What is asked>
[a] Retype the passage on Shaka Zulu from "We have no photographs, of" to "Praise indeed.", word for word.
[b] Write the next part of the passage on Shaka Zulu, picking up after its final sentence.

Shaka Zulu (1)

He was one of the greatest military commanders in history. He revolutionised warfare on his own continent. A huge statue of him now stands in the middle of a restaurant in London :

He was born in July 1787 and he was assassinated on September 22nd 1828. He was the King of the Zulus from 1816 to 1828. His name was Tshaka kaSenzangakhona but he was better known as “Shaka Zulu”.

His enemies said that he had a big nose, that he had two prominent front teeth and that he spoke as though “his tongue were too big for his mouth.” Many people said that he spoke with a speech impediment. He himself admitted that “Shaka himself was ugly, with a protruding forehead”.

We have no photographs, of course, in 1820. Just drawings or paintings:

Two British ivory traders, Francis Farewell and Henry Fynn, introduced other white men to Shaka in 1824. They were appalled by his cruelty to his enemies. At the same time, they could see his obvious leadership qualities, impressive self possession, great intelligence and a genuine sense of humour.

Shaka was tall. He was muscled. He was strong. His skin tone was dark brown. Petros Sibani, a current historian and tour guide of the Zulu battlefields, has given a sensible opinion about him. He said that there was no doubting that :

“Shaka was a cruel and ruthless man, but these were cruel and ruthless times”

Some historians have called him the Black Napoleon. Fans of the reggae sound system culture regularly chant his name:  “Shakalaka”:

Praise indeed.

As Shaka gradually earned the respect of the Zulu people, they became increasingly willing to adapt his ideas.

Shaka taught the Zulus that if they were to dominate the tribes around them, the most effective strategy was to beat them on the battlefield. Those surrounding tribes had to be conquered and their lands and cattle taken for the Zulus. Any prisoners were given the opportunity of joining his Zulu army.  In this way, the Zulu tribe increased in size extremely quickly and every Zulu soon developed the mindset of a true warrior.

Provided information>
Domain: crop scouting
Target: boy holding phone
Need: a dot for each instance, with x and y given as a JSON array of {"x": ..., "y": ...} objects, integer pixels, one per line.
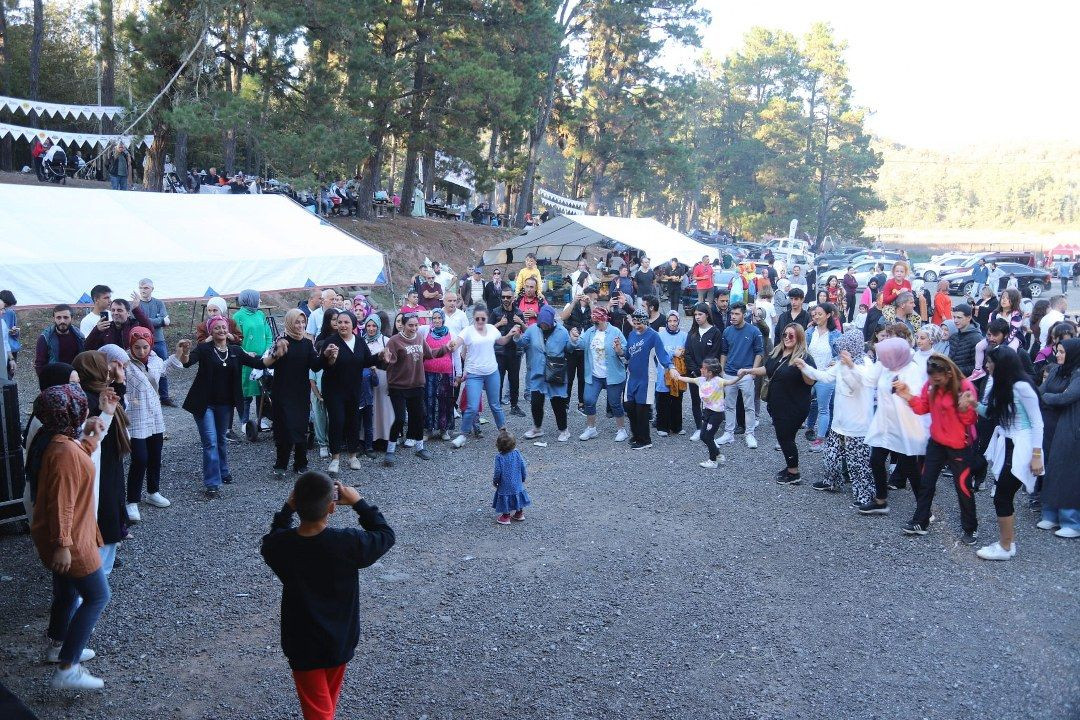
[{"x": 319, "y": 570}]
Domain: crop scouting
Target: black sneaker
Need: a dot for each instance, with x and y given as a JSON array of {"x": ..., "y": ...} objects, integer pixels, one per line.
[{"x": 873, "y": 507}]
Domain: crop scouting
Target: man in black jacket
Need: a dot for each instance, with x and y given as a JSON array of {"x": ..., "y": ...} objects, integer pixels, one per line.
[
  {"x": 319, "y": 571},
  {"x": 961, "y": 343}
]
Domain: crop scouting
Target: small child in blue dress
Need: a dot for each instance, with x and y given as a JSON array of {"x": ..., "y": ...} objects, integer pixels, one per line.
[{"x": 510, "y": 496}]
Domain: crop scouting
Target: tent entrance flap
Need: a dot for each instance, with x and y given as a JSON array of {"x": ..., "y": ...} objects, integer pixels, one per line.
[
  {"x": 57, "y": 243},
  {"x": 565, "y": 238}
]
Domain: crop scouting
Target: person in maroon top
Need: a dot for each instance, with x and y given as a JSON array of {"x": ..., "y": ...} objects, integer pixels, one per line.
[{"x": 117, "y": 331}]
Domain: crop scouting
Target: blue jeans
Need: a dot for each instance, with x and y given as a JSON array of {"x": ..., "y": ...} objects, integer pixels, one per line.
[
  {"x": 488, "y": 384},
  {"x": 823, "y": 391},
  {"x": 162, "y": 351},
  {"x": 212, "y": 428},
  {"x": 615, "y": 396},
  {"x": 71, "y": 622},
  {"x": 1067, "y": 517}
]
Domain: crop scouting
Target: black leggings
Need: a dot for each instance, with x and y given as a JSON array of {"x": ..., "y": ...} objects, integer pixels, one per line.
[
  {"x": 300, "y": 452},
  {"x": 1007, "y": 487},
  {"x": 907, "y": 466},
  {"x": 786, "y": 429},
  {"x": 412, "y": 402},
  {"x": 342, "y": 421},
  {"x": 557, "y": 406},
  {"x": 713, "y": 421},
  {"x": 146, "y": 462}
]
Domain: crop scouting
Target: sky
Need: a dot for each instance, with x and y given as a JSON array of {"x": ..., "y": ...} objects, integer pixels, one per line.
[{"x": 940, "y": 75}]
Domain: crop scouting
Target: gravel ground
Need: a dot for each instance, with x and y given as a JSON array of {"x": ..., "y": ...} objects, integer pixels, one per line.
[{"x": 640, "y": 586}]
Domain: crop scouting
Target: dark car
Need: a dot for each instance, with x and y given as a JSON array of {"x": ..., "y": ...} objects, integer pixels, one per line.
[{"x": 1030, "y": 282}]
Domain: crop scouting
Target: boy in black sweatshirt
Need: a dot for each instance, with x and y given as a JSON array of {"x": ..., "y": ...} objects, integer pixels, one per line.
[{"x": 319, "y": 570}]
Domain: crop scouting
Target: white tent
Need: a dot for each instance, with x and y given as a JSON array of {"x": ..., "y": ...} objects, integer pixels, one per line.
[
  {"x": 57, "y": 243},
  {"x": 566, "y": 236}
]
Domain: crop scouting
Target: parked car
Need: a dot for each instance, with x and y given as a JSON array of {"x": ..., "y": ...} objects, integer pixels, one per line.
[{"x": 1031, "y": 282}]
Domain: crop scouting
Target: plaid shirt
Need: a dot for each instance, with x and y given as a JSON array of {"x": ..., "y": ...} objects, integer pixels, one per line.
[{"x": 144, "y": 404}]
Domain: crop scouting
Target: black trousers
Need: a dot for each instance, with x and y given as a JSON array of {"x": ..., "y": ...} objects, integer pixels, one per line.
[
  {"x": 299, "y": 450},
  {"x": 576, "y": 367},
  {"x": 670, "y": 412},
  {"x": 906, "y": 466},
  {"x": 557, "y": 406},
  {"x": 638, "y": 416},
  {"x": 342, "y": 421},
  {"x": 510, "y": 365},
  {"x": 146, "y": 463},
  {"x": 409, "y": 402},
  {"x": 959, "y": 462}
]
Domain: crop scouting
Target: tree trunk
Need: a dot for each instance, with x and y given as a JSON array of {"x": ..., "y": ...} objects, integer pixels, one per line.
[
  {"x": 39, "y": 30},
  {"x": 108, "y": 59}
]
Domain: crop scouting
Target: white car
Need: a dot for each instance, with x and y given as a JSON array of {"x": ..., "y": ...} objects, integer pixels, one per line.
[{"x": 932, "y": 271}]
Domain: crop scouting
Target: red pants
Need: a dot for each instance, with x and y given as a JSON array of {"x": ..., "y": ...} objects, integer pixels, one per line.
[{"x": 319, "y": 691}]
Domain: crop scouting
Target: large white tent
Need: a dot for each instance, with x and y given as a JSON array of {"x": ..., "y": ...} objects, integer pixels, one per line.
[
  {"x": 566, "y": 236},
  {"x": 57, "y": 243}
]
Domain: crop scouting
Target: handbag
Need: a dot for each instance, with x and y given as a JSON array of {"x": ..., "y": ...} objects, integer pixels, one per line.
[{"x": 554, "y": 367}]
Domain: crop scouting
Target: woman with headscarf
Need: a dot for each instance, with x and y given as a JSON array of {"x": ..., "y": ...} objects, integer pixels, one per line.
[
  {"x": 65, "y": 529},
  {"x": 347, "y": 357},
  {"x": 845, "y": 454},
  {"x": 1061, "y": 486},
  {"x": 217, "y": 307},
  {"x": 214, "y": 394},
  {"x": 289, "y": 391},
  {"x": 256, "y": 339},
  {"x": 381, "y": 412},
  {"x": 543, "y": 340},
  {"x": 894, "y": 428},
  {"x": 439, "y": 386},
  {"x": 147, "y": 429},
  {"x": 100, "y": 376}
]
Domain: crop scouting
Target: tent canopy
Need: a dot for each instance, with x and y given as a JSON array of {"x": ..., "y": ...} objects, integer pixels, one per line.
[
  {"x": 566, "y": 236},
  {"x": 57, "y": 243}
]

Solved problems>
[a]
We have no photographs, of course, in 1820. Just drawings or paintings:

Two British ivory traders, Francis Farewell and Henry Fynn, introduced other white men to Shaka in 1824. They were appalled by his cruelty to his enemies. At the same time, they could see his obvious leadership qualities, impressive self possession, great intelligence and a genuine sense of humour.

Shaka was tall. He was muscled. He was strong. His skin tone was dark brown. Petros Sibani, a current historian and tour guide of the Zulu battlefields, has given a sensible opinion about him. He said that there was no doubting that :

“Shaka was a cruel and ruthless man, but these were cruel and ruthless times”

Some historians have called him the Black Napoleon. Fans of the reggae sound system culture regularly chant his name:  “Shakalaka”:

Praise indeed.

[b]
On occasion, though, Chaka made use of other methods as well,  such as diplomatic ties and patronage. The chiefs of friendly tribes became his allies. These included Zihlandlo of the Mkhize, Jobe of the Sithole, and Mathubane of the Thuli. These three tribes were never beaten in battle by the Zulu. Instead Chaka won their hearts and minds by treating them well and repeatedly rewarding them for their loyalty to him.

Initially, the Zulus had fought with a long throwing assegai but to make them more successful, Chaka made radical changes to this traditional weapon. Here is the throwing assegai:

The Zulus had always carried a shield in the left hand. It was a piece of defensive armour designed to deflect enemy spears or assegais and the arrows fired by Hottentots and other non-Bantu peoples . It was often carried also during lion or leopard hunts as protection against such fierce animals. I think that this is the pre-Chaka defensive shield:

Boys would practice with their weapons in “stick fights” with other boys. This activity still exists nowadays:

Chaka would make changes to all of the traditional activities and weapons. He would transform the Zulus into a disciplined army, equipped with weapons that suited the sophisticated new tactics that he had taught them.

He re-organised the Zulu army from top to bottom and transformed it into a fearsome fighting force through a number of  tactical changes. These changes would permit the Zulus to fight against Europeans and, on occasion, to inflict heavy defeats, as happened here at the Battle of Isandlwana:

Next time, the new weapons and the new tactics in more detail, and some more very long Zulu words.

“Sobonana ngokuzayo !”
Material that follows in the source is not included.